Work to complete >> The line containing "Objective — one point on each instance of the blue" marks the start; return it and every line after it in the listing below, exactly, through the last.

Input material >>
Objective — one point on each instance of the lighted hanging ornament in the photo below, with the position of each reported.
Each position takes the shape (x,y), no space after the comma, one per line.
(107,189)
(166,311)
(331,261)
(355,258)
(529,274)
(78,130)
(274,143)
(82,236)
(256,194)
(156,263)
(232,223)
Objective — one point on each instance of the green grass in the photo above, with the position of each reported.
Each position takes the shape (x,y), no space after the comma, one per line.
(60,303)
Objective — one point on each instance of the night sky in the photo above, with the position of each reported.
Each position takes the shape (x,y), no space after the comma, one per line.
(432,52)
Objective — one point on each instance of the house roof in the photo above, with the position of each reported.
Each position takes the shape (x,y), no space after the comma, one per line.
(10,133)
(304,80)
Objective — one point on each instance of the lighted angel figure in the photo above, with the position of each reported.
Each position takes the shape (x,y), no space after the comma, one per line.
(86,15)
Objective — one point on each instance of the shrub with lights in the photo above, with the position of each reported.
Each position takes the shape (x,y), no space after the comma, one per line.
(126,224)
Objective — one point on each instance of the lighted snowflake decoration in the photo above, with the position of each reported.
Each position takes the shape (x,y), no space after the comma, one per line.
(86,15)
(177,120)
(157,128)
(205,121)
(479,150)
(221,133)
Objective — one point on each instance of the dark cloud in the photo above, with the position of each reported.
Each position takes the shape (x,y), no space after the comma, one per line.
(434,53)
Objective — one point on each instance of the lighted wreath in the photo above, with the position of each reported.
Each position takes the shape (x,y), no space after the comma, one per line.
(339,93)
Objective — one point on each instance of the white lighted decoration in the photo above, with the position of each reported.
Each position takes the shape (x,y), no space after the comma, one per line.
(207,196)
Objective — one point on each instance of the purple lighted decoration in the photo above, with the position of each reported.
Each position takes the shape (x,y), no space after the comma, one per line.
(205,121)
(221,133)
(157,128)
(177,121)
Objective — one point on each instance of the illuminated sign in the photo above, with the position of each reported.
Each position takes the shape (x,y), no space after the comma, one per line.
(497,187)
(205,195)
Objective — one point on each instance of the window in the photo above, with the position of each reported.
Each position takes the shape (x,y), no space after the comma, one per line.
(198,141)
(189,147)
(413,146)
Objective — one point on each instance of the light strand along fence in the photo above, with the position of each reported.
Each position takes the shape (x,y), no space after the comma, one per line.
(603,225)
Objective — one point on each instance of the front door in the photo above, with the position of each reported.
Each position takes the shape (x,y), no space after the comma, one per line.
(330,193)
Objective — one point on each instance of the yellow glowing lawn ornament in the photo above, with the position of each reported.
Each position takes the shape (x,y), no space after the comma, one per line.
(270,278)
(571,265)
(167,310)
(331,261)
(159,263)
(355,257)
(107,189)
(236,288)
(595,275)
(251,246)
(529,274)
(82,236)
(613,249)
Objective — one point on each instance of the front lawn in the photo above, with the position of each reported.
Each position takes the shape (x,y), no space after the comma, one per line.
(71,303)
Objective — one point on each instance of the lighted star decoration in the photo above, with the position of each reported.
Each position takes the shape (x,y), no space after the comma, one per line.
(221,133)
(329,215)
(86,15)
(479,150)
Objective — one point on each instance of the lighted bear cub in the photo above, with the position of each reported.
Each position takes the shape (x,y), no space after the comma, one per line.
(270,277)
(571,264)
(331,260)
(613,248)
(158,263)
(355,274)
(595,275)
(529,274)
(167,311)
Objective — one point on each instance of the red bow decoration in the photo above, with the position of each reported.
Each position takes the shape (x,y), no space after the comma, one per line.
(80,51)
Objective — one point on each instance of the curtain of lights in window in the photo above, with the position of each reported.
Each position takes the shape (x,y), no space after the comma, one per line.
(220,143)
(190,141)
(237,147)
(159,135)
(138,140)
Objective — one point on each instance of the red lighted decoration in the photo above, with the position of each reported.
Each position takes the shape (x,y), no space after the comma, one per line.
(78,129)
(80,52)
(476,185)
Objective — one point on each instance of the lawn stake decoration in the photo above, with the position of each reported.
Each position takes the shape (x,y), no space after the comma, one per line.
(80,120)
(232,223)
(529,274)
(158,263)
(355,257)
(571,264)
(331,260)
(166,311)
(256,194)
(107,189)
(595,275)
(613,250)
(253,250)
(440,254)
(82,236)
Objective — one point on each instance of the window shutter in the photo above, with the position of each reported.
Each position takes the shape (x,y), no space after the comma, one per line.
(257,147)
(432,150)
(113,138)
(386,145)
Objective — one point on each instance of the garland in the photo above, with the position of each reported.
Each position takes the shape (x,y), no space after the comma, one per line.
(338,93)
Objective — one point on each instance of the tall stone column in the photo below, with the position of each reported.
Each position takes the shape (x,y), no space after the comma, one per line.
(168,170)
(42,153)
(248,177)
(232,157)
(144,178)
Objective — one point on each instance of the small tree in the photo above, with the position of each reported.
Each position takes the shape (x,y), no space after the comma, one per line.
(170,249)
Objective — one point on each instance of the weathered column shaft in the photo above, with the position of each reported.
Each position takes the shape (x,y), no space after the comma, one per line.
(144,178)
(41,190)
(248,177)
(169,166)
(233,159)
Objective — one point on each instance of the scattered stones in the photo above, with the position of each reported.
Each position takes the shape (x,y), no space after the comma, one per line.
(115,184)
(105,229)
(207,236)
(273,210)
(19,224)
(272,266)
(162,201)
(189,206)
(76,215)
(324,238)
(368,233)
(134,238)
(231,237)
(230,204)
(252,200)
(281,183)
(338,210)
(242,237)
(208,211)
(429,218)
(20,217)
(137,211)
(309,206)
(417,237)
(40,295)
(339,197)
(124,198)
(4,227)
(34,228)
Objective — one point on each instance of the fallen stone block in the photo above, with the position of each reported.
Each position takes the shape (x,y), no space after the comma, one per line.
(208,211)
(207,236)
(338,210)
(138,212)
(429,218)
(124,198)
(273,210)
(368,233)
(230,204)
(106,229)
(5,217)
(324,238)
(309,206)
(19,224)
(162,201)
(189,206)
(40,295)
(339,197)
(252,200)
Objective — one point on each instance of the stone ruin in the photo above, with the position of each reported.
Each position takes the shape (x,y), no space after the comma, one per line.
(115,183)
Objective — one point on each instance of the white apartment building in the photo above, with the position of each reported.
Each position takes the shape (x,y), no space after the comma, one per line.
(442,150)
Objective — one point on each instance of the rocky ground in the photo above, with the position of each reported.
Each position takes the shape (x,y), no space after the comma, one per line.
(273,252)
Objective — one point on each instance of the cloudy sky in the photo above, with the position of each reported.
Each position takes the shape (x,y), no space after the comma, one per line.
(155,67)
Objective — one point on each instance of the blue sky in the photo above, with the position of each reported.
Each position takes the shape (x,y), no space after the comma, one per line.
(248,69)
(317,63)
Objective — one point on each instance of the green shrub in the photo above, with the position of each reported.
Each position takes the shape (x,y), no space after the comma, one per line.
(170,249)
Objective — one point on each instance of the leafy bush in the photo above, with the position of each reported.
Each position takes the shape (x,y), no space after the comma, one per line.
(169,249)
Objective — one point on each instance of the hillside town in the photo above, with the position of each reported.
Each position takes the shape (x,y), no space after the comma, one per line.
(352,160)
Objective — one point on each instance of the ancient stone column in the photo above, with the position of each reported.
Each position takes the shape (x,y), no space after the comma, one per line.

Final answer >>
Objective — one point on each instance of the blue sky in the photo above, with the position of each reported.
Each position takes the shape (x,y), no space after the comma, one per line.
(248,69)
(317,63)
Objective — one point on each instance of the green shrub in the photo above, with the position of each reported.
Each position takes the shape (x,y), no space after the comma, one per line.
(170,249)
Objective — one point on each instance of the leafy bush in the photo above, with the position of each reported.
Each position takes the shape (x,y), no space after the comma, one per line.
(169,249)
Objective — one point on each instance of the hillside town in the photo above, with the position of each reported.
Each position takes the shape (x,y), no space after the comma, one per line.
(352,160)
Objective — one point on each instance of the ancient stone column in the photo above, with the position of each reported.
Each position takes the shape (x,y), no space after the comma, one per line.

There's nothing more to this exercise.